[DATA LISTING start]

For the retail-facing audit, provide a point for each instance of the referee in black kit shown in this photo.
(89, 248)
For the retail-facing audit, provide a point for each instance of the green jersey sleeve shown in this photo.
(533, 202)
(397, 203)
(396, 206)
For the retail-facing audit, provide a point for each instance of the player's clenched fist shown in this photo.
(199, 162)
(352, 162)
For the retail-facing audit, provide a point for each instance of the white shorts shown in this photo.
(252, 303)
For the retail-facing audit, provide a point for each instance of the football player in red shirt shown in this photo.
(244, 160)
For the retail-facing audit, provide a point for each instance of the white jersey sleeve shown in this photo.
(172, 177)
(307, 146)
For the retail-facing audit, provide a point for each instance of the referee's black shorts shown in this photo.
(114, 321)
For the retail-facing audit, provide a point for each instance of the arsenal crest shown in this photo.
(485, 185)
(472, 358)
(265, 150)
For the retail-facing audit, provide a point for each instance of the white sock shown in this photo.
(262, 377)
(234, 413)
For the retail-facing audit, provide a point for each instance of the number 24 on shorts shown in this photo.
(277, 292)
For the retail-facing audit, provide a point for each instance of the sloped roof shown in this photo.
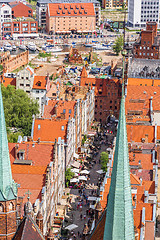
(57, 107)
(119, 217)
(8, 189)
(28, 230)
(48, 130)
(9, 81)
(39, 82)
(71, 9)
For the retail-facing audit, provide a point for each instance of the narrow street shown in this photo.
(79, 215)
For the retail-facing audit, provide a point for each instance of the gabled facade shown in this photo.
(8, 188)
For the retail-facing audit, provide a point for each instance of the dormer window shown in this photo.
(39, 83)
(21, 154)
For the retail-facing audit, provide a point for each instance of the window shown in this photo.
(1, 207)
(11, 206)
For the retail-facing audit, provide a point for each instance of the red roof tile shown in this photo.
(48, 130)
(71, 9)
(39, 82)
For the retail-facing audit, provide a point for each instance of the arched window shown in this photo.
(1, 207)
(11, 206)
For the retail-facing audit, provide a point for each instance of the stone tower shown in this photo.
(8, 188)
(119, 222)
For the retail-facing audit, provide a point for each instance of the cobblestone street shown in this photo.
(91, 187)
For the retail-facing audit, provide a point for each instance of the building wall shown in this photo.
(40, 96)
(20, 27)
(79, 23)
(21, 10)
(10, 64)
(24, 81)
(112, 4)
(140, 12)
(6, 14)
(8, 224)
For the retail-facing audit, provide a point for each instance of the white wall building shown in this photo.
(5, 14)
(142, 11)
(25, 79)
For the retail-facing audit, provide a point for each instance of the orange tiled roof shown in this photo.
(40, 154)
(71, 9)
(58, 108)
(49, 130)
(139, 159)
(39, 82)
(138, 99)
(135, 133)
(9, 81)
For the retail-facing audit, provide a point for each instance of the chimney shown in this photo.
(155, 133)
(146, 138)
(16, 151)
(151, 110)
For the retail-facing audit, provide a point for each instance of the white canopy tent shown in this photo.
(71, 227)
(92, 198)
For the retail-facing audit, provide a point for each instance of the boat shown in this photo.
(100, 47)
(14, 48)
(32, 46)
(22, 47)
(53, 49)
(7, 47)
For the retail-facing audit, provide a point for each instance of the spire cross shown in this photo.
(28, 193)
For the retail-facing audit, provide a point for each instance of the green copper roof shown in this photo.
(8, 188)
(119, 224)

[DATA LISTING end]

# [TO DO]
Please rewrite the records above with every "retail-facing audit" replaced by "catalog review" and nothing else altered. Leave the pictures out of your version.

# [COMPLETED EXERCISE]
For the catalog review, provide a point for each instance of the referee in black kit shown in this photo.
(89, 248)
For the catalog review, provide a point for each instance of the green jersey sleeve shown in this photo.
(533, 202)
(397, 203)
(396, 206)
For the catalog review, provide a point for each instance of the player's clenched fist shown in this photo.
(199, 162)
(352, 162)
For the catalog review, provide a point for each instance of the white shorts shown in this photo.
(252, 303)
For the catalog review, provide a point for each instance of the football player in red shirt shown in this photo.
(244, 160)
For the catalog review, provide a point for each instance of the white jersey sleeve shown in this photo.
(172, 177)
(307, 146)
For the catalog review, provide a point for each instance of the referee's black shorts shown in this photo.
(114, 321)
For the catalog review, provide a point for each instance of the arsenal crest shown in this photo.
(485, 185)
(472, 358)
(265, 150)
For the catalog review, provide a point for each instance of the white sock shown in this photo.
(262, 377)
(234, 413)
For the catalog review, provide a point for each instance of the number 24 on shorts shown in this photo.
(277, 292)
For the catalog review, provide a point for each instance of the sloped roof shown in this photo.
(57, 107)
(119, 217)
(8, 189)
(28, 230)
(48, 130)
(9, 81)
(39, 82)
(71, 9)
For the catalog review, provide a point for each instance of the narrow street shown in this photo.
(79, 215)
For the catalog review, provide a point for each instance of the gabled facade shown in this photo.
(8, 188)
For the catalog review, provide a point for each instance of the dormer window shown in this photo.
(39, 83)
(21, 154)
For the catalog review, provide a point for each instance of the window shown in this photo.
(1, 207)
(11, 206)
For the catalog review, provide a point for each instance of the red roof tile shown in this photo.
(48, 130)
(71, 9)
(39, 82)
For the catalog review, provide a point for each instance of the arched window shown in this photo.
(1, 207)
(11, 206)
For the catalog review, provide a point for each instance of the stone tower shown in this photo.
(8, 188)
(119, 222)
For the catalog review, provide a point for each instance of the cobblestone street shown in this photo.
(91, 187)
For the catalog review, provide a point for each instance of the building wall shown in this photo.
(40, 96)
(20, 27)
(79, 23)
(21, 10)
(10, 64)
(24, 81)
(112, 4)
(140, 12)
(6, 14)
(8, 224)
For the catalog review, provide a point for each instance of the white wall building shown in this photo.
(5, 14)
(142, 11)
(25, 79)
For the catalog review, provide a point for each instance of the orange tiled roof shown in this photo.
(40, 154)
(71, 9)
(58, 108)
(49, 130)
(139, 159)
(39, 82)
(138, 99)
(135, 133)
(9, 81)
For the catalog review, provide a point for each instance of the chimney shown in this photo.
(155, 133)
(146, 138)
(16, 151)
(151, 110)
For the catalog review, provide a point for each instance of the white canopy tent shown in this photo.
(71, 227)
(92, 198)
For the catalog review, provide a point for each instance of the boat shown in this photo.
(100, 47)
(14, 48)
(32, 46)
(22, 47)
(53, 49)
(7, 47)
For the catalog review, provide a point for each instance of the spire cross shown in this photo.
(28, 193)
For the catalog review, provide a point for each instance of the green copper roof shown in this photo.
(8, 188)
(119, 224)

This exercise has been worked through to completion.